| TASK PROMPT |
Count the lines in the items below that contain the word "every" and reply with only that number.

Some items
● ● ●
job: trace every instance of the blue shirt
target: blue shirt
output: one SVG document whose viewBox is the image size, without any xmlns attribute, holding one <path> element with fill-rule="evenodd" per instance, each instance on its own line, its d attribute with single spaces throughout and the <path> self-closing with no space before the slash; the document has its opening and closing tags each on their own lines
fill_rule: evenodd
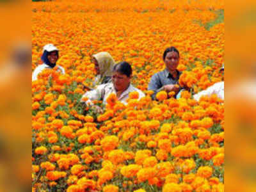
<svg viewBox="0 0 256 192">
<path fill-rule="evenodd" d="M 178 72 L 178 76 L 176 78 L 173 77 L 167 68 L 155 74 L 151 77 L 148 84 L 148 90 L 154 91 L 154 93 L 152 95 L 153 99 L 156 99 L 156 95 L 158 92 L 163 90 L 163 86 L 164 85 L 179 84 L 179 79 L 181 75 L 181 72 L 179 70 L 177 71 Z"/>
</svg>

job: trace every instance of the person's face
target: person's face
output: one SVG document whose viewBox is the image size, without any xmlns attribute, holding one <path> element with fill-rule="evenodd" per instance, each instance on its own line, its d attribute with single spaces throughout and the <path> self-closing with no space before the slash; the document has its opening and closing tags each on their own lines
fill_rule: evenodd
<svg viewBox="0 0 256 192">
<path fill-rule="evenodd" d="M 94 63 L 94 69 L 95 70 L 97 74 L 100 74 L 100 66 L 99 65 L 98 61 L 95 58 L 92 58 L 92 61 Z"/>
<path fill-rule="evenodd" d="M 57 54 L 57 51 L 52 51 L 47 56 L 48 60 L 51 63 L 56 63 L 58 58 Z"/>
<path fill-rule="evenodd" d="M 179 65 L 179 57 L 178 53 L 175 51 L 167 52 L 164 61 L 166 68 L 169 70 L 174 70 Z"/>
<path fill-rule="evenodd" d="M 118 72 L 113 72 L 112 82 L 116 91 L 124 91 L 130 84 L 131 77 L 127 77 Z"/>
</svg>

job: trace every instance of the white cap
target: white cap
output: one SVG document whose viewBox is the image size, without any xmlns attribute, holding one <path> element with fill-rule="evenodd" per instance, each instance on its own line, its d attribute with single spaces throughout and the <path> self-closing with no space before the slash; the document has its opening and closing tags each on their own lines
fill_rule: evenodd
<svg viewBox="0 0 256 192">
<path fill-rule="evenodd" d="M 44 49 L 43 49 L 43 52 L 45 51 L 47 51 L 48 52 L 51 52 L 53 51 L 59 51 L 56 47 L 55 47 L 54 45 L 53 45 L 52 44 L 47 44 L 45 45 L 44 45 Z"/>
</svg>

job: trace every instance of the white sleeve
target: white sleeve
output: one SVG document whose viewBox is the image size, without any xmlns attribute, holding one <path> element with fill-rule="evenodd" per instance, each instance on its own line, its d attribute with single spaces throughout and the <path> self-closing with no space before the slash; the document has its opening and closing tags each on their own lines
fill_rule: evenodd
<svg viewBox="0 0 256 192">
<path fill-rule="evenodd" d="M 106 84 L 100 84 L 98 86 L 96 89 L 86 92 L 84 95 L 83 95 L 80 102 L 84 102 L 84 101 L 83 101 L 83 99 L 85 97 L 87 97 L 88 99 L 88 100 L 86 101 L 86 103 L 88 104 L 92 104 L 92 100 L 100 100 L 100 99 L 102 99 L 102 92 L 105 88 L 105 86 Z"/>
<path fill-rule="evenodd" d="M 37 76 L 43 71 L 44 68 L 41 66 L 37 67 L 32 74 L 32 81 L 37 80 Z"/>
<path fill-rule="evenodd" d="M 194 95 L 193 97 L 195 100 L 199 101 L 202 96 L 210 96 L 212 94 L 216 93 L 216 89 L 218 89 L 218 84 L 214 84 L 213 85 L 208 87 L 206 90 Z"/>
</svg>

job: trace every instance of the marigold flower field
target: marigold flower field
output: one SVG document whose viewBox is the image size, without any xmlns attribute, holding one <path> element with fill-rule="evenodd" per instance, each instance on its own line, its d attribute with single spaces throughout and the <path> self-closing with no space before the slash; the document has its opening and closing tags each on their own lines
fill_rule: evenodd
<svg viewBox="0 0 256 192">
<path fill-rule="evenodd" d="M 157 102 L 147 90 L 170 46 L 180 51 L 180 84 L 196 93 L 221 81 L 223 1 L 32 6 L 32 69 L 51 43 L 66 71 L 45 70 L 32 83 L 33 191 L 224 191 L 223 100 L 162 92 Z M 130 63 L 132 84 L 147 96 L 138 101 L 132 93 L 124 106 L 111 94 L 103 114 L 81 104 L 95 76 L 92 54 L 100 51 Z"/>
</svg>

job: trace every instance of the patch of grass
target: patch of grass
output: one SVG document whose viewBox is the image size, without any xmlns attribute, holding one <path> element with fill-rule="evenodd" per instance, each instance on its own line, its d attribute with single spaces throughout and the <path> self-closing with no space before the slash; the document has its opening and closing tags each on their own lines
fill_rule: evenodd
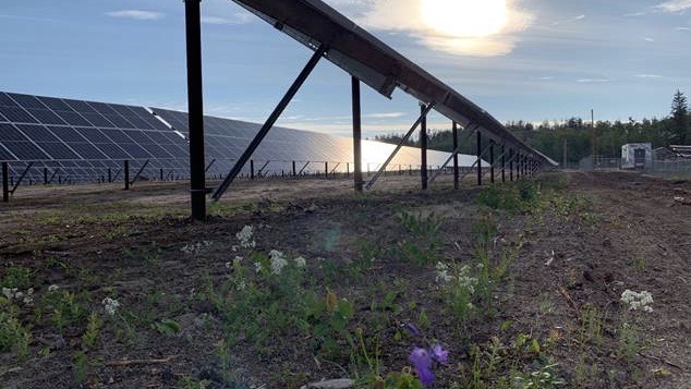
● ● ●
| REPLY |
6